#### RECORDED DATA ####
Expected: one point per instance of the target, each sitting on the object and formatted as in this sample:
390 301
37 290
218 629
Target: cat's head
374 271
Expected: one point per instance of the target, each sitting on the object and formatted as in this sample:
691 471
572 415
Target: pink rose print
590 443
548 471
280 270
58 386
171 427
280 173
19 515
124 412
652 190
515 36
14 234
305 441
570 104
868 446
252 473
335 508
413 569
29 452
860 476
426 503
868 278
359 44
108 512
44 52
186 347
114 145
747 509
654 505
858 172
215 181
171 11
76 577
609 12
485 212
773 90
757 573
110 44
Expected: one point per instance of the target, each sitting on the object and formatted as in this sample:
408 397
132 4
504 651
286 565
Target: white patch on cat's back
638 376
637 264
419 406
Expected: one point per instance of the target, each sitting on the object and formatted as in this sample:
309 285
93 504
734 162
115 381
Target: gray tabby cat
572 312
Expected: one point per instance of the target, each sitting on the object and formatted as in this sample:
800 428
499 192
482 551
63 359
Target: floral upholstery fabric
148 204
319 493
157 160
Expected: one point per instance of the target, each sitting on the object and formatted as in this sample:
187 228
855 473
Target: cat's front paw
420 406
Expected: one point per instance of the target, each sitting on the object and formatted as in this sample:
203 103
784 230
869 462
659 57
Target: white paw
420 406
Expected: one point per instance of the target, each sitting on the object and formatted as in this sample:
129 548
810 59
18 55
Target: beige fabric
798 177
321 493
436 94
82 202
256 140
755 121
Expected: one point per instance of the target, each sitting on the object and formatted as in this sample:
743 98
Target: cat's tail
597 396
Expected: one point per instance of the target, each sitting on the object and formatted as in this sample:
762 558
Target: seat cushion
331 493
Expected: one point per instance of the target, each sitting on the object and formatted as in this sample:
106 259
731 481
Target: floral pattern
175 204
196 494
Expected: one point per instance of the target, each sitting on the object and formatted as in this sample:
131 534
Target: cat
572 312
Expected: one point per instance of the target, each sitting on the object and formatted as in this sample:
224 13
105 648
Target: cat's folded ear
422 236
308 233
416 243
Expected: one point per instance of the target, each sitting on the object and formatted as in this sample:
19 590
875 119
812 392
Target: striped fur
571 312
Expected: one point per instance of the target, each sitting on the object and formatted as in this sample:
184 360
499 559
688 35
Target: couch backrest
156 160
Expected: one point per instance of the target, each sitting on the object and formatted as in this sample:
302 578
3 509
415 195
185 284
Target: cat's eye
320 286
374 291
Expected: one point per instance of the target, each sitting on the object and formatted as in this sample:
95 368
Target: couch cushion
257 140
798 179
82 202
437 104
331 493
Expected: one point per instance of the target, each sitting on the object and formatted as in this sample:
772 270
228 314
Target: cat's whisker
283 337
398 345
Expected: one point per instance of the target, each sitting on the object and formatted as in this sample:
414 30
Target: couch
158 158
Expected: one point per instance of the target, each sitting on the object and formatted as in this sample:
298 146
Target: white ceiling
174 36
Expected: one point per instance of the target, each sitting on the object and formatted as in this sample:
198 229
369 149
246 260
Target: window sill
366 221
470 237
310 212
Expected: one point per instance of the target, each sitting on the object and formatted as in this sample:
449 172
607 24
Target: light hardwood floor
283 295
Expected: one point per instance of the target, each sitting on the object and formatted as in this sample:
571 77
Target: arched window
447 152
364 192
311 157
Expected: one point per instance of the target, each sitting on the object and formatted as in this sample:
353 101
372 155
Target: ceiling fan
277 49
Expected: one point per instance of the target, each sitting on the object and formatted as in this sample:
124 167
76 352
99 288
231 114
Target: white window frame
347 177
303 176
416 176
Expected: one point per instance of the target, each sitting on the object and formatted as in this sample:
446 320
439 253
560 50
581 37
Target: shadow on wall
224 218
####
_EXERCISE AIM_
Please reproduce each record precisely as written.

_THE COMPLETED TASK_
Expected: one point per instance of the target, each sitting on the object and formatted as in this sample:
390 301
37 290
218 629
Target: cat's head
374 271
Expected: one point per instance of the target, each sitting on the object and formatted as in this sample:
691 471
572 415
Target: pink rose print
590 443
548 471
280 270
58 386
171 427
280 173
19 515
124 412
652 190
515 36
14 234
305 441
570 104
868 446
252 473
335 508
413 569
29 452
860 476
426 503
868 278
359 44
108 512
44 52
186 347
114 145
747 509
654 505
858 172
215 181
171 11
76 577
609 12
485 212
773 90
757 573
110 44
Expected: one point per instance of the target, each sitting on the object and formatted as in this sample:
408 397
132 4
504 651
286 565
Target: white patch on cat's back
638 376
637 264
419 406
Expected: one point per instance of the target, each sitting on the object and formatted as in this sample:
309 285
93 504
734 162
115 381
Target: gray tabby cat
572 312
Expected: one point per instance of the target, each sitting on the object and formatted as in this sample:
800 428
499 192
482 551
63 359
Target: floral upholstery fabric
148 204
319 493
157 160
Expected: one point per instance of the target, each sitting on the object and formatted as in this sample:
187 228
855 473
Target: cat's front paw
420 406
Expected: one point per instance of the target, each sitting on the object and formatted as in this sample:
203 103
784 230
869 462
659 57
Target: white paw
420 406
Expected: one point per instance of the target, each sitting on the object and formatted as in this sample:
129 548
810 59
18 55
Target: beige fabric
798 177
321 493
436 94
82 202
256 140
755 121
Expected: one point per instance of the target, each sitting on the object and formatted as in this sample:
743 98
Target: cat's tail
597 396
Expected: one point per instance of the target, each sitting on the object and formatted as in this sample:
762 558
Target: seat cushion
331 493
Expected: one point per instance of the target, each sitting on the object and formatted as in this sample:
106 259
731 481
Target: floral pattern
175 204
196 494
Expected: one point per instance of the target, each sitting on the object and formatted as in this sample:
131 534
Target: cat
572 312
Expected: one point per instance of the target, each sitting on the object and formatted as in this sample:
224 13
105 648
Target: cat's folded ear
422 236
308 233
416 243
Expected: one point per instance of the target, each sitting on the object and formatted as in this sample:
19 590
875 119
812 392
Target: striped fur
571 312
Expected: one point per instance of the target, each sitting on the object and formatted as in this sample:
184 360
499 559
688 35
Target: couch backrest
156 160
Expected: one point per instance of the target, each sitting on the object and formatted as in this sample:
302 578
3 509
415 195
185 284
Target: cat's eye
320 286
374 291
Expected: one point per instance of the target, each sitting on the object and formatted as in this sample:
95 368
Target: couch cushion
257 140
798 179
82 202
437 104
331 493
Expected: one point per instance of the target, each sitting on the object and formatted as in this sample:
772 270
228 314
Target: cat's whisker
283 337
398 345
Expected: one point per instance of the target, each sitting on the object and formatted as in this sample:
414 30
Target: couch
158 158
Expected: one point per instance of the target, each sitting on the object and formatted as in this sample:
298 146
Target: white ceiling
174 36
Expected: one point per instance of the target, each sitting on the object and formatted as in this sample:
198 229
369 149
246 260
Target: window sill
366 221
470 237
310 212
Expected: one point per instance of the target, each sitting on the object and formatted as in this sample:
449 172
607 24
Target: light hardwood floor
283 295
Expected: one point per instance of the target, each sitting on the object and formatted as in this sample:
571 77
Target: arched window
447 152
364 192
311 157
Expected: one point per instance of the target, each sitting on the object and formatted as in this sample:
353 101
372 155
Target: ceiling fan
277 49
Expected: one point per instance of the target, each sitting on the object and formatted as in this sample:
124 167
76 352
99 288
231 114
Target: white window frame
347 177
303 176
416 176
Expected: one point per instance of the target, each sitting on the object and formatted as in this sample:
446 320
439 253
560 50
581 37
Target: shadow on wall
224 218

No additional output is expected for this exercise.